(Items listed in a dataset)

═══

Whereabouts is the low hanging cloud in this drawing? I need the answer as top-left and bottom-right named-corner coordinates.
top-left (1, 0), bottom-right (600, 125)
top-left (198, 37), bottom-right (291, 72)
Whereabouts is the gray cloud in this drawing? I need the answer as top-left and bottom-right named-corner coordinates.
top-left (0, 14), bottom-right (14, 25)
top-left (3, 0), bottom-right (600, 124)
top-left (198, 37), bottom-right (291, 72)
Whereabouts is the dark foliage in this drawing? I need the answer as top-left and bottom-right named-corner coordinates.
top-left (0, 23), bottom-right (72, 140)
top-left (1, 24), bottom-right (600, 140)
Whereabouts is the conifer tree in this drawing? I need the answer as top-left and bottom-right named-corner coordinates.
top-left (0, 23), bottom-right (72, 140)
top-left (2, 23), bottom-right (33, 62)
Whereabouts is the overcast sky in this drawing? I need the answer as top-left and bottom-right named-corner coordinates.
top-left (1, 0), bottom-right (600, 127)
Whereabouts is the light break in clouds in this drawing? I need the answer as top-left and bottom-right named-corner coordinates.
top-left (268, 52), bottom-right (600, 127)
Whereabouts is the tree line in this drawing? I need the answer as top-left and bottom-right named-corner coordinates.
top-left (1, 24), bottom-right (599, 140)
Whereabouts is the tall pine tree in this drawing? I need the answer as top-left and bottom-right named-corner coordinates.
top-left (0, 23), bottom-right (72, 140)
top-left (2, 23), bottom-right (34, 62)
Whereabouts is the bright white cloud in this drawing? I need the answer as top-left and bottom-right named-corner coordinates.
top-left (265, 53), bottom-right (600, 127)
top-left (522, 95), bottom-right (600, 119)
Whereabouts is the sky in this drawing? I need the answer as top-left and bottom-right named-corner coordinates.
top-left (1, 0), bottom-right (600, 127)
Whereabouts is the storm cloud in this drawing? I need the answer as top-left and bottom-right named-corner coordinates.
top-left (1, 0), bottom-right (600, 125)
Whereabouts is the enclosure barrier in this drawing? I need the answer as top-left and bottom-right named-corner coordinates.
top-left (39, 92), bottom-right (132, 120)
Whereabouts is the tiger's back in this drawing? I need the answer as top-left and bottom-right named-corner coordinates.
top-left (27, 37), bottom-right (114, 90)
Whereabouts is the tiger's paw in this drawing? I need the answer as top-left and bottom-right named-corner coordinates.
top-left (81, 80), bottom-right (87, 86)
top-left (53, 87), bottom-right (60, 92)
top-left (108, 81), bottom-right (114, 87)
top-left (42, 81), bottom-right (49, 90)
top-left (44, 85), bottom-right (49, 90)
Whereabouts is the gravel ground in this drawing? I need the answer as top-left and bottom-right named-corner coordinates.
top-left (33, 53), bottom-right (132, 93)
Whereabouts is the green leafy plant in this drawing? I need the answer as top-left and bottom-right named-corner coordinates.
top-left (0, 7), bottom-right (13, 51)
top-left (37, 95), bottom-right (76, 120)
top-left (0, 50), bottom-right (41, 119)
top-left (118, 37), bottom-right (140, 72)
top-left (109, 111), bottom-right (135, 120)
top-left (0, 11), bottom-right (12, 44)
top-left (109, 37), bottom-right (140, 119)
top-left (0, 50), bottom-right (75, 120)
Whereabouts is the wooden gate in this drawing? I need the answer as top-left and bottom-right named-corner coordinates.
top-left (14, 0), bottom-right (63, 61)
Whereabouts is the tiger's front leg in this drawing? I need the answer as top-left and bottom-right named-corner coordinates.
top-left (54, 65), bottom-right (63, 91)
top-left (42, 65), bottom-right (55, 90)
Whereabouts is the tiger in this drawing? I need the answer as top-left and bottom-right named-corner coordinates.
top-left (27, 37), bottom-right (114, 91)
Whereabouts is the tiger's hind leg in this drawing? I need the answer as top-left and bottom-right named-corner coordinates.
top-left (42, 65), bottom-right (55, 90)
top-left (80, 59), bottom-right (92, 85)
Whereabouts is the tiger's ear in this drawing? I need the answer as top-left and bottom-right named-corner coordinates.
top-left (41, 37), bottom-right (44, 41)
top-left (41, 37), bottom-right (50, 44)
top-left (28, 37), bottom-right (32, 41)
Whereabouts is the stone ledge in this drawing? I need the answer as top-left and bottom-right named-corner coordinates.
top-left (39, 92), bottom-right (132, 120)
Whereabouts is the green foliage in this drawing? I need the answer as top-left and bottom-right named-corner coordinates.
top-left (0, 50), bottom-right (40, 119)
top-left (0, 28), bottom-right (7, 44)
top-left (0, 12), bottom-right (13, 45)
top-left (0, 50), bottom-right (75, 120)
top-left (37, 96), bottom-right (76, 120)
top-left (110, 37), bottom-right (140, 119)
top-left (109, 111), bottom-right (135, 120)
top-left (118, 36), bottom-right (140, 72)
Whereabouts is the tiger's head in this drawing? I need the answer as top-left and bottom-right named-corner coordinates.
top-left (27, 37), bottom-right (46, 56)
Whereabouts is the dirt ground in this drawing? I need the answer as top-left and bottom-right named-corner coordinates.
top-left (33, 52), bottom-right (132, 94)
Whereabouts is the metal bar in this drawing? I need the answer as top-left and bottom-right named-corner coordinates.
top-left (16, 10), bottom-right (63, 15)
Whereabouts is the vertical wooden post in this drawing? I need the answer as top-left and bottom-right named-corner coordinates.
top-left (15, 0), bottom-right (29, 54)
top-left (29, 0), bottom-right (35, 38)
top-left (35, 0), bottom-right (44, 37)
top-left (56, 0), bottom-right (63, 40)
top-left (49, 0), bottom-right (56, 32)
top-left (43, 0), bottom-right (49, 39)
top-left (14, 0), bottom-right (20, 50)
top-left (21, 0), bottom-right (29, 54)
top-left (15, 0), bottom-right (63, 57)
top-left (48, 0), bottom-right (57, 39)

═══

Output every record in full, exactly as it was given.

Whereabouts is the low hanging cloud in this drawing? I need the answer as top-left and bottom-right named-corner coordinates.
top-left (1, 0), bottom-right (600, 125)
top-left (198, 37), bottom-right (291, 72)
Whereabouts is the gray cloud in this drawing? I need the answer as top-left and bottom-right named-corner coordinates.
top-left (0, 14), bottom-right (14, 25)
top-left (3, 0), bottom-right (600, 124)
top-left (198, 37), bottom-right (291, 72)
Whereabouts is the dark foliage in this drawing? I need the answer as top-left and bottom-right named-corner coordinates.
top-left (0, 23), bottom-right (72, 140)
top-left (1, 24), bottom-right (600, 140)
Whereabouts is the conifer tree in this drawing? I need the answer as top-left and bottom-right named-corner coordinates.
top-left (0, 23), bottom-right (72, 140)
top-left (2, 23), bottom-right (33, 62)
Whereabouts is the overcast sky in this drawing? I need the answer as top-left and bottom-right named-corner coordinates.
top-left (1, 0), bottom-right (600, 127)
Whereabouts is the light break in clouds in this drawing? I need the answer as top-left and bottom-right named-corner coordinates.
top-left (268, 52), bottom-right (600, 127)
Whereabouts is the tree line in this drawing? I need the answer as top-left and bottom-right named-corner coordinates.
top-left (1, 24), bottom-right (599, 140)
Whereabouts is the tall pine tree in this drawing? I need the answer as top-left and bottom-right named-corner coordinates.
top-left (0, 23), bottom-right (72, 140)
top-left (2, 23), bottom-right (34, 62)
Whereabouts is the bright white cloud in this drawing? I need the answer as top-left and bottom-right named-corner coordinates.
top-left (265, 53), bottom-right (600, 127)
top-left (522, 95), bottom-right (600, 119)
Whereabouts is the sky in this drawing? I need the answer as top-left and bottom-right named-corner coordinates.
top-left (1, 0), bottom-right (600, 127)
Whereabouts is the storm cloud in this drawing? I need the answer as top-left and bottom-right named-corner coordinates.
top-left (1, 0), bottom-right (600, 125)
Whereabouts is the enclosure barrier in this drawing? I need the answer as top-left and bottom-right named-corner coordinates.
top-left (39, 92), bottom-right (132, 120)
Whereabouts is the tiger's back in this drawing? I need the answer as top-left and bottom-right named-corner coordinates.
top-left (27, 37), bottom-right (114, 90)
Whereabouts is the tiger's paw in this drawing? I need the answer as top-left and bottom-right named-corner coordinates.
top-left (81, 80), bottom-right (87, 86)
top-left (53, 87), bottom-right (60, 92)
top-left (108, 81), bottom-right (114, 87)
top-left (42, 81), bottom-right (49, 90)
top-left (44, 85), bottom-right (49, 90)
Whereabouts is the gravel ground in this drawing? I need the answer as top-left and bottom-right named-corner coordinates.
top-left (33, 53), bottom-right (132, 93)
Whereabouts is the green leafy plant in this drawing? I need the answer as top-left and bottom-right named-corner coordinates.
top-left (0, 7), bottom-right (13, 51)
top-left (37, 95), bottom-right (76, 120)
top-left (0, 50), bottom-right (41, 119)
top-left (118, 37), bottom-right (140, 72)
top-left (109, 111), bottom-right (135, 120)
top-left (0, 11), bottom-right (12, 44)
top-left (109, 37), bottom-right (140, 119)
top-left (0, 50), bottom-right (75, 120)
Whereabouts is the wooden gate in this drawing? I need the answer as top-left and bottom-right named-corner coordinates.
top-left (14, 0), bottom-right (63, 61)
Whereabouts is the tiger's front leg in this drawing? I need the answer as top-left and bottom-right named-corner coordinates.
top-left (54, 65), bottom-right (63, 91)
top-left (42, 65), bottom-right (55, 90)
Whereabouts is the tiger in this drawing? I need the answer as top-left and bottom-right named-corner coordinates.
top-left (27, 37), bottom-right (114, 91)
Whereabouts is the tiger's hind leg in this drawing? I need the answer as top-left and bottom-right named-corner coordinates.
top-left (42, 65), bottom-right (55, 90)
top-left (80, 59), bottom-right (92, 85)
Whereabouts is the tiger's ear in this drawing? I need the answer as top-left and bottom-right named-corner coordinates.
top-left (41, 37), bottom-right (44, 41)
top-left (41, 37), bottom-right (50, 44)
top-left (28, 37), bottom-right (32, 41)
Whereabouts is the stone ledge in this drawing? I need the answer as top-left and bottom-right named-corner coordinates.
top-left (39, 92), bottom-right (132, 120)
Whereabouts is the green foliage in this drawing? I need the answer as top-left and bottom-right named-corner coordinates.
top-left (0, 50), bottom-right (40, 119)
top-left (0, 28), bottom-right (7, 44)
top-left (0, 12), bottom-right (13, 45)
top-left (0, 50), bottom-right (75, 120)
top-left (37, 96), bottom-right (76, 120)
top-left (110, 37), bottom-right (140, 119)
top-left (109, 111), bottom-right (135, 120)
top-left (118, 36), bottom-right (140, 72)
Whereabouts is the tiger's head in this drawing? I need the answer as top-left and bottom-right named-corner coordinates.
top-left (27, 37), bottom-right (46, 56)
Whereabouts is the dirt ground in this drawing? I need the answer as top-left and bottom-right named-corner coordinates.
top-left (33, 52), bottom-right (132, 94)
Whereabouts is the metal bar in this drawing? I need the answer as top-left and bottom-right named-corner coordinates.
top-left (16, 10), bottom-right (63, 15)
Whereabouts is the vertical wooden post in this drawing? I need the answer as top-left and bottom-right named-corner coordinates.
top-left (15, 0), bottom-right (29, 54)
top-left (29, 0), bottom-right (35, 38)
top-left (35, 0), bottom-right (44, 37)
top-left (56, 0), bottom-right (63, 40)
top-left (49, 0), bottom-right (56, 32)
top-left (43, 0), bottom-right (49, 39)
top-left (14, 0), bottom-right (20, 50)
top-left (21, 0), bottom-right (29, 54)
top-left (15, 0), bottom-right (63, 57)
top-left (48, 0), bottom-right (57, 39)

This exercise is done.